● **BRIEF**:
Duplicate the lines below word for word, covering only the stretch from the line that contains "the white minivan." through the line that contains "M 602 193 L", with both of those lines included.

● **MATERIAL TO PROCESS**:
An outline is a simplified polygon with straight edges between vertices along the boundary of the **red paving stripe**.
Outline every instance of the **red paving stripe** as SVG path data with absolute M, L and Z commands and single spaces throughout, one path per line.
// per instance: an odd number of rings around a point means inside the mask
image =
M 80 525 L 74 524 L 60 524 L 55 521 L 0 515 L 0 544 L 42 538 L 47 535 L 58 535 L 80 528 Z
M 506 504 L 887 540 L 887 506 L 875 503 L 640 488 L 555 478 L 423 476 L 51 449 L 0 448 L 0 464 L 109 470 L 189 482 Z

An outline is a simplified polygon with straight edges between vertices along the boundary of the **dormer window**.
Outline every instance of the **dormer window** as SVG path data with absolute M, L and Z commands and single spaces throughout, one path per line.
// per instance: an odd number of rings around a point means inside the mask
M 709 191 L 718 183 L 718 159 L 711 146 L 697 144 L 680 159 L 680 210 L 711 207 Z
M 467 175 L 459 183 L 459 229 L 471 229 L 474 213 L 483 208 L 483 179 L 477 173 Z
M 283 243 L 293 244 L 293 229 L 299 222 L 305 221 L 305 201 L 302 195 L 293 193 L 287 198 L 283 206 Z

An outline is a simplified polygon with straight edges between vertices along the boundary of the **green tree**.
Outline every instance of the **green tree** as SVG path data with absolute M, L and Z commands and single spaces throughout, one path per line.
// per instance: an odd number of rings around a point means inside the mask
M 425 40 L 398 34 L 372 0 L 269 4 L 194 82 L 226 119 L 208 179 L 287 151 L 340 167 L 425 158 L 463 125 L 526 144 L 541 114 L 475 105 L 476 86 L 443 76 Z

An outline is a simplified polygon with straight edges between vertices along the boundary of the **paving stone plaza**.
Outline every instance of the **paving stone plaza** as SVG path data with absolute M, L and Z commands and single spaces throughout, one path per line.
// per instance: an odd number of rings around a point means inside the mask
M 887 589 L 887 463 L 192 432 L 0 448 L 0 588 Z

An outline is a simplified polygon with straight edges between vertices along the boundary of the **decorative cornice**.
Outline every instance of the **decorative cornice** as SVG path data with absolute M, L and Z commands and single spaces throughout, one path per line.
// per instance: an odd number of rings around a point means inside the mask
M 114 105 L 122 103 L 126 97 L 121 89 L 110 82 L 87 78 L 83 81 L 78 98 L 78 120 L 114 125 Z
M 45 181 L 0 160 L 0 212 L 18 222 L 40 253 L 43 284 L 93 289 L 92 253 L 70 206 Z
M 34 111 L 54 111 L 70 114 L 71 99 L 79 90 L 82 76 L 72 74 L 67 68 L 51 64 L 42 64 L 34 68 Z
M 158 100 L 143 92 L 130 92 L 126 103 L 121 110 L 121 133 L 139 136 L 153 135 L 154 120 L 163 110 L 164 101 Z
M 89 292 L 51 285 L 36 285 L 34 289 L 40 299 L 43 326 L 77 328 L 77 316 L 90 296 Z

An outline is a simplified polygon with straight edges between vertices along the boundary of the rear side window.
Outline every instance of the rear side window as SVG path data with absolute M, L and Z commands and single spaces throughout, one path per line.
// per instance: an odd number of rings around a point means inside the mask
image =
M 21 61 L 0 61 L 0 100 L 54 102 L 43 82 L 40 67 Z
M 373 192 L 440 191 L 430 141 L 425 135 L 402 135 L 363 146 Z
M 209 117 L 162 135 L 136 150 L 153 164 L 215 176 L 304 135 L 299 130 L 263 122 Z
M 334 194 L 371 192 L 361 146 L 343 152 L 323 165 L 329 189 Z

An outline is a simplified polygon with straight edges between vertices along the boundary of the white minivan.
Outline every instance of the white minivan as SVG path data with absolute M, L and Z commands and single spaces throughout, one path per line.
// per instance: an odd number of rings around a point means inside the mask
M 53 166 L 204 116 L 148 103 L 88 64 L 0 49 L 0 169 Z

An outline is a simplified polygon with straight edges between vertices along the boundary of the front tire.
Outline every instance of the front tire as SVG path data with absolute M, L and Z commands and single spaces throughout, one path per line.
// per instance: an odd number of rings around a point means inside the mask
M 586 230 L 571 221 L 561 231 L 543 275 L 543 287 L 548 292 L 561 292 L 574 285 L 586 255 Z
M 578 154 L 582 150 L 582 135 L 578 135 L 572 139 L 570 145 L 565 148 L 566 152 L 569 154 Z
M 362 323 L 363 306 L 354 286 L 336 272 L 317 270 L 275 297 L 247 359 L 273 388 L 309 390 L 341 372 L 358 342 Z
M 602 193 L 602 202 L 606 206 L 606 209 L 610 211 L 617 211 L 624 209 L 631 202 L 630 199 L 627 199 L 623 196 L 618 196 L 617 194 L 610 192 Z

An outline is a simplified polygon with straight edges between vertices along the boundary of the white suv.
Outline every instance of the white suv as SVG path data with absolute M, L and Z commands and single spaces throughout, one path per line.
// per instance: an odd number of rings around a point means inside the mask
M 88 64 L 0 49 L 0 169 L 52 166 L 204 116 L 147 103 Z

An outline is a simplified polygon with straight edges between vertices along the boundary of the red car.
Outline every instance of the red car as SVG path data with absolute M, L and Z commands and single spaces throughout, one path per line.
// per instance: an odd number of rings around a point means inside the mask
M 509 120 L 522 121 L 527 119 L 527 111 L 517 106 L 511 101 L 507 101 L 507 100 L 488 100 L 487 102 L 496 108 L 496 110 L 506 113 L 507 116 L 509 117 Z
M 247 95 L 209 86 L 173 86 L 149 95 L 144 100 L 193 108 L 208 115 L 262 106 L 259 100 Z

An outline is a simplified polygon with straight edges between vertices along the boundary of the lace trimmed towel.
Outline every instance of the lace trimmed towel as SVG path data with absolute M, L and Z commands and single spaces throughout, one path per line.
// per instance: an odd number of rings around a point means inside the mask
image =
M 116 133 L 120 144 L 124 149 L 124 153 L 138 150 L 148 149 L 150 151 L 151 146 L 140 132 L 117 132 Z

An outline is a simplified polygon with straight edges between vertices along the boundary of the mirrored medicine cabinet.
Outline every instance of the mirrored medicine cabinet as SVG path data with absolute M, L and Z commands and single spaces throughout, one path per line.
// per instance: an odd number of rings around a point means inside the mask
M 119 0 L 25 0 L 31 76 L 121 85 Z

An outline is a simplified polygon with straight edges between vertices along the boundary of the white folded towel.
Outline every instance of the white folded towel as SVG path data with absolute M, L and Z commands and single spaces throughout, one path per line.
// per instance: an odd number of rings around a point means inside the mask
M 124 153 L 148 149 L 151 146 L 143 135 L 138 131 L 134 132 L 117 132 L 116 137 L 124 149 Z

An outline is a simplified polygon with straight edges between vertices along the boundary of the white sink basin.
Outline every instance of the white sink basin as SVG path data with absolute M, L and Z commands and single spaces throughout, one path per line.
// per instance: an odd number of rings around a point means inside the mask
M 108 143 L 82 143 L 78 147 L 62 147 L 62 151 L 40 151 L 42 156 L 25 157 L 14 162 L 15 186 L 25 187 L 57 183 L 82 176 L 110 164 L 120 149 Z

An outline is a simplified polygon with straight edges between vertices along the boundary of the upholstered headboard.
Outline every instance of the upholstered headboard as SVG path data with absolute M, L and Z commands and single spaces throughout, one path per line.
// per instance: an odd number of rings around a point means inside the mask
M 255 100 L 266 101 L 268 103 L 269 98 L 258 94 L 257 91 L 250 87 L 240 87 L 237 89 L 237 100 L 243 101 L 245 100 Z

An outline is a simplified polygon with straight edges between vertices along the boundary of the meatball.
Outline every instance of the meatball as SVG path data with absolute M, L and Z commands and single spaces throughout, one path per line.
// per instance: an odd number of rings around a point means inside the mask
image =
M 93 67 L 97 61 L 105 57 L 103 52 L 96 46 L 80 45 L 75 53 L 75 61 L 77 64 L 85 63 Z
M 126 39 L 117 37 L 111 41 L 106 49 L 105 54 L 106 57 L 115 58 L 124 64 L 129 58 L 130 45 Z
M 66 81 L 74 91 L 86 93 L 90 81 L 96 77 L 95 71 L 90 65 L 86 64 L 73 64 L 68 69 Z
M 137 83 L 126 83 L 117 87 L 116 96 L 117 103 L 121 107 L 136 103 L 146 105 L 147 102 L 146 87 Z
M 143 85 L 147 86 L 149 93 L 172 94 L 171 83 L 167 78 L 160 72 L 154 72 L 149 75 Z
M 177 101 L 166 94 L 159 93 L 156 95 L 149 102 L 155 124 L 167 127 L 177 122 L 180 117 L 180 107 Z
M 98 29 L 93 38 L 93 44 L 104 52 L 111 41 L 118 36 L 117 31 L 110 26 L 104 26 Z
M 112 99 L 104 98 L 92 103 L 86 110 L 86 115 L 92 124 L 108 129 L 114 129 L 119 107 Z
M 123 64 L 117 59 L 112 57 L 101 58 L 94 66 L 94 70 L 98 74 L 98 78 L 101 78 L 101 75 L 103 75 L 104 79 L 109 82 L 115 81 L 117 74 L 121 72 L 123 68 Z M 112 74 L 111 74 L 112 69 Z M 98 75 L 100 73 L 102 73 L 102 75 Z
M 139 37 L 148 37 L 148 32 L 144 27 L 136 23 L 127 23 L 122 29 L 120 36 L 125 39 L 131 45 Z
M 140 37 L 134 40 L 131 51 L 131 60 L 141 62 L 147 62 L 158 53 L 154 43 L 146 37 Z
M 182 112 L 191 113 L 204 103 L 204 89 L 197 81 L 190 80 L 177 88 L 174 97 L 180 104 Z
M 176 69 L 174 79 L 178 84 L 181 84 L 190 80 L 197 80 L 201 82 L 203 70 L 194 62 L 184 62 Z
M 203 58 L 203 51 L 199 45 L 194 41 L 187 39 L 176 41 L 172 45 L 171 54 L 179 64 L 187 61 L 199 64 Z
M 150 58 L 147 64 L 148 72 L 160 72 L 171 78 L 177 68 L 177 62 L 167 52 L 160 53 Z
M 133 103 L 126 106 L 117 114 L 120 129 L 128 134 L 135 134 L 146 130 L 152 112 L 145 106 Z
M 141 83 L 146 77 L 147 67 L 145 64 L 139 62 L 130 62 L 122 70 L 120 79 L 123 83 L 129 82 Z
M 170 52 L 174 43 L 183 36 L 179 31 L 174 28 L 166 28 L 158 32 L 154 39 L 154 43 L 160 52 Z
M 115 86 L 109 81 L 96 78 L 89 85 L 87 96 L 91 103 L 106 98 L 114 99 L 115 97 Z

● **IN RESPONSE**:
An outline is a simplified polygon with straight edges between vertices along the boundary of the white minivan.
Outline every instance of the white minivan as SVG path data with absolute M, L and Z commands and single spaces throughout, one path per line.
// per instance: an odd number of rings around a point means inside the mask
M 53 166 L 204 116 L 148 103 L 88 64 L 0 49 L 0 169 Z

An outline is a simplified polygon with straight edges between vertices along the boundary of the front tire.
Outline every instance of the front tire as SVG path data with absolute M, L and Z commands and single spaces throughout, one path per line.
// per instance: an odd number of rings around a point means inside the mask
M 586 230 L 571 221 L 561 231 L 543 275 L 543 287 L 548 292 L 561 292 L 574 285 L 586 255 Z
M 578 154 L 582 150 L 582 135 L 578 135 L 572 139 L 570 145 L 565 148 L 566 152 L 569 154 Z
M 362 323 L 363 306 L 354 286 L 336 272 L 317 270 L 275 297 L 247 359 L 273 388 L 309 390 L 341 372 L 358 342 Z
M 602 193 L 602 202 L 606 206 L 606 209 L 610 211 L 617 211 L 624 209 L 631 202 L 630 199 L 627 199 L 623 196 L 618 196 L 617 194 L 610 192 Z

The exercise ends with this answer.